→ INSTRUCTION: Could you write out every line of the items below again, requests included, with each pixel coordinate in the answers multiplied by 1.2 and rounded to a whole number, halves going up? Leave the pictures out of your answer.
## Begin PROVIDED DATA
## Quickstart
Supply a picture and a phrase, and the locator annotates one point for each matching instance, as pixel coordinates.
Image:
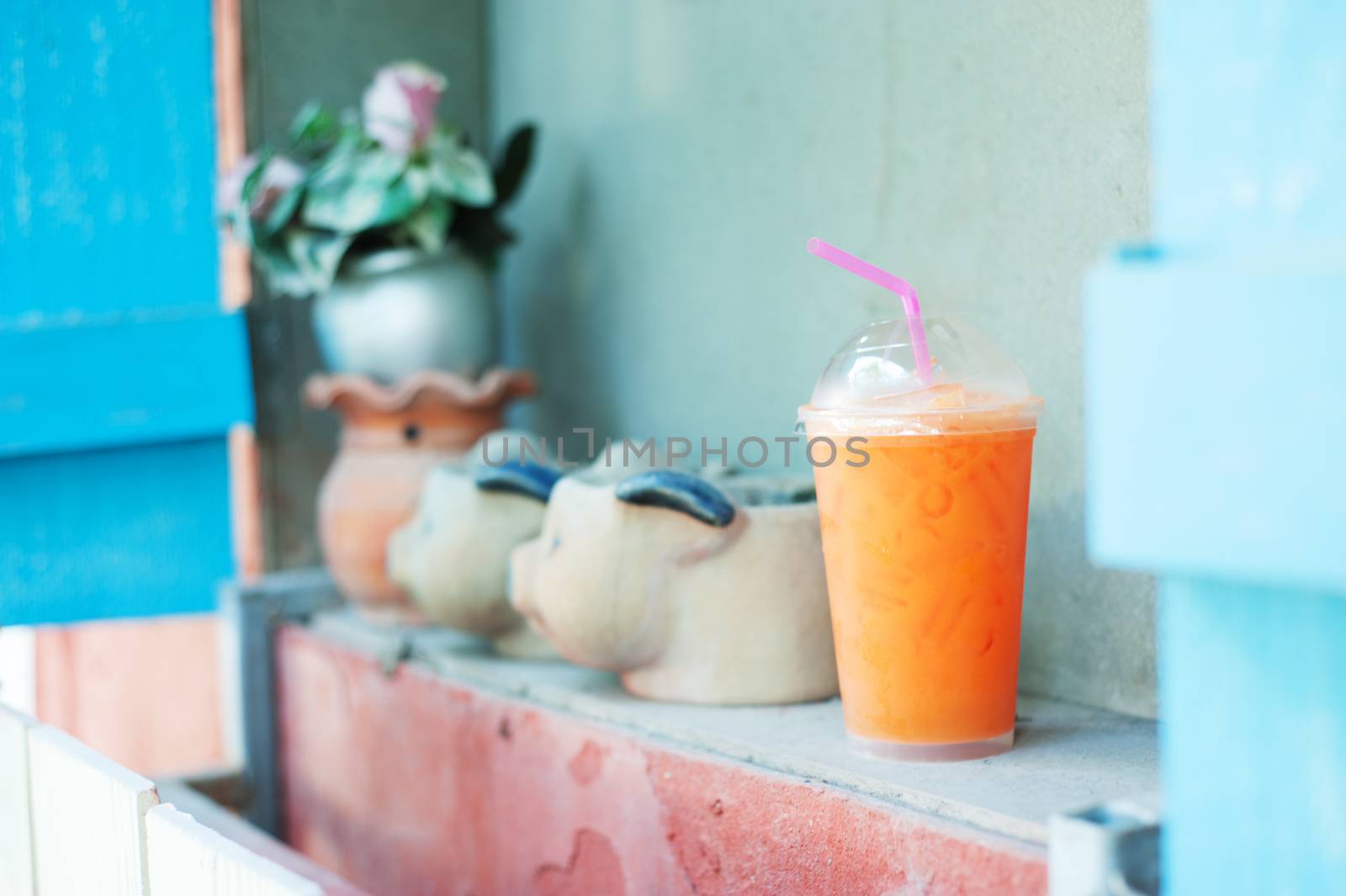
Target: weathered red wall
(143, 692)
(408, 785)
## End PROVIDED DATA
→ SOLUTION FOR THIS TASK:
## Quickstart
Supply a picture and a phrase, and the locator annotates one point for each matching instance, as pixel coordinates.
Image:
Target: weathered red wall
(172, 830)
(490, 942)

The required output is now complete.